▶ [YOUR TASK]: Pull out every line of the items below that contains the word "Example". Case counts.
══ MATERIAL SUPPLIED ══
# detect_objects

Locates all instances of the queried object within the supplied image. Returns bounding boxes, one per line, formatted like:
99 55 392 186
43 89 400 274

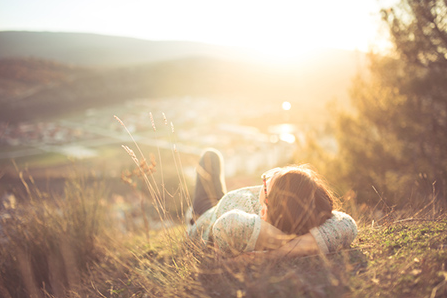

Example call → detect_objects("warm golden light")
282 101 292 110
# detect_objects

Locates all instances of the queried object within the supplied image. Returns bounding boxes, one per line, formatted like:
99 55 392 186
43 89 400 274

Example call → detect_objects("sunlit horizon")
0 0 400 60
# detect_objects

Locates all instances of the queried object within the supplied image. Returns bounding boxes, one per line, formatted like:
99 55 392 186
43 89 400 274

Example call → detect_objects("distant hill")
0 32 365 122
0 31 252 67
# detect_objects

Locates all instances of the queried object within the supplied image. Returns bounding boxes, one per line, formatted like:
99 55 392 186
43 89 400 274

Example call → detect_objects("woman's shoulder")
═══
══ MATERIAL SUPPLIED ══
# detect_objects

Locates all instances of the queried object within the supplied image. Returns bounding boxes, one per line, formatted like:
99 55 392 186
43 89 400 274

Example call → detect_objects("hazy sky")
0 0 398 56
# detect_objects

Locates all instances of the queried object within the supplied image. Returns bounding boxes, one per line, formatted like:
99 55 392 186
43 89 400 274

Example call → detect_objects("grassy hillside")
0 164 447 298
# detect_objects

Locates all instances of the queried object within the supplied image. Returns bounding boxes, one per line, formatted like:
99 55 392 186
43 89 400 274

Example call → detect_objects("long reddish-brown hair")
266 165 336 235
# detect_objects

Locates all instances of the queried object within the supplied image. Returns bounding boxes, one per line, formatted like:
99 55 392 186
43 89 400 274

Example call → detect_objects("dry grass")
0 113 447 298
═══
══ MATERIAL SUPPLIED ══
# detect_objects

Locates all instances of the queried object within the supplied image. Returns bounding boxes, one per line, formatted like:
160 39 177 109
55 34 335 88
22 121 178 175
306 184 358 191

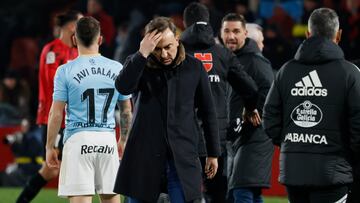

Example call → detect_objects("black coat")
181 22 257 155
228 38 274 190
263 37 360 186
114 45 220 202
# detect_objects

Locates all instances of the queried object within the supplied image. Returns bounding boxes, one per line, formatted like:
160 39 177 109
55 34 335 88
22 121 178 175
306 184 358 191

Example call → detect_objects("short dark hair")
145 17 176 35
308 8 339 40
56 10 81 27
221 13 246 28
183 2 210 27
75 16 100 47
═══
▶ [THE OUTPUT]:
Example call → detect_objects("warm golden light")
Example call → detect_objects("sunlit horizon")
Example call → detect_objects("distant hill")
Example call → detect_objects("woman's shoulder")
Example call → detect_objects("hazy sky")
Example call → detect_objects("grassy hillside")
Example call → detect_objects("long reddish-brown hair")
Example call → detect_objects("dry grass")
Example call → detect_objects("black coat")
Example call → detect_objects("short dark hair")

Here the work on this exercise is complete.